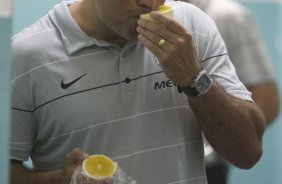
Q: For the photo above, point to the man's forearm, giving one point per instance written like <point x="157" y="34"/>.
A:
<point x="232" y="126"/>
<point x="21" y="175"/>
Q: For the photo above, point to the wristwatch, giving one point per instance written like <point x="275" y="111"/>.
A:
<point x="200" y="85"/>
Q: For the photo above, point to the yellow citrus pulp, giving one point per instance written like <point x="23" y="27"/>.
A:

|---|

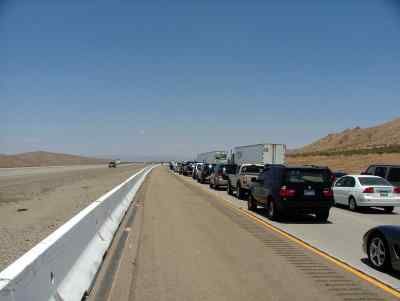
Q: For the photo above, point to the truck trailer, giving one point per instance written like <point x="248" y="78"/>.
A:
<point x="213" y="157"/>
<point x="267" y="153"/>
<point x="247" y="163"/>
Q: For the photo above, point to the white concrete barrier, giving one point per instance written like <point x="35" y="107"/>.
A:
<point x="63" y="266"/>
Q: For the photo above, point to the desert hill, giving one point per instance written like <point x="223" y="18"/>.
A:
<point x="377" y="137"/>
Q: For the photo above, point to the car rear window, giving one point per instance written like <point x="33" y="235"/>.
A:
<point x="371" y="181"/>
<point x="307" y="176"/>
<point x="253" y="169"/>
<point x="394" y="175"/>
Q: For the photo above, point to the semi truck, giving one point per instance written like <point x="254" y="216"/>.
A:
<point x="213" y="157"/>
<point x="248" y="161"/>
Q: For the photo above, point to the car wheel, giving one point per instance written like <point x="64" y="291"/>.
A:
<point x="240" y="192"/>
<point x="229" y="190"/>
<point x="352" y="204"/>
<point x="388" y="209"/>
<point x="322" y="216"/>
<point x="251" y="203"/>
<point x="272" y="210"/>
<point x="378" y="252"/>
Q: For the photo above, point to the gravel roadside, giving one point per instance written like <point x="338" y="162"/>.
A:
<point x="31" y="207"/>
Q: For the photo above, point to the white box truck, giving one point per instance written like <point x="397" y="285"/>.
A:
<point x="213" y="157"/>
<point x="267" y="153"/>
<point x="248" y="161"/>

|---|

Exercise aim
Which lines of the records contain the word "above"? Extract each one in full, with case counting.

Expected answer
Q: For the photo above, point to the man's forearm, giving one point per instance written like <point x="157" y="34"/>.
Q: For the photo above, point to the wristwatch, giving one point per instance written like <point x="275" y="111"/>.
Q: For the photo above, point to the yellow citrus pulp, giving one point per instance written like <point x="23" y="27"/>.
Q: For the photo above, point to the truck trailer, giving one point per instance written like <point x="248" y="78"/>.
Q: For the photo above, point to the white concrete barrier, giving one point per instance written like <point x="35" y="107"/>.
Q: For the photo above, point to the desert hill, giving one point per instance written like <point x="223" y="18"/>.
Q: For the photo above, point to the car rear window, giving one point per instance written like <point x="33" y="235"/>.
Q: For the photo above, point to the semi truck, giving one point per instance written like <point x="254" y="216"/>.
Q: For the photo above, point to the car wheel, giving one point per instance written like <point x="64" y="291"/>.
Q: For the photo above, point to the gravel roadside, giving one point per instance written like <point x="338" y="162"/>.
Q: For the photo above, point to the white box truck, giving one point per instance written like <point x="397" y="285"/>.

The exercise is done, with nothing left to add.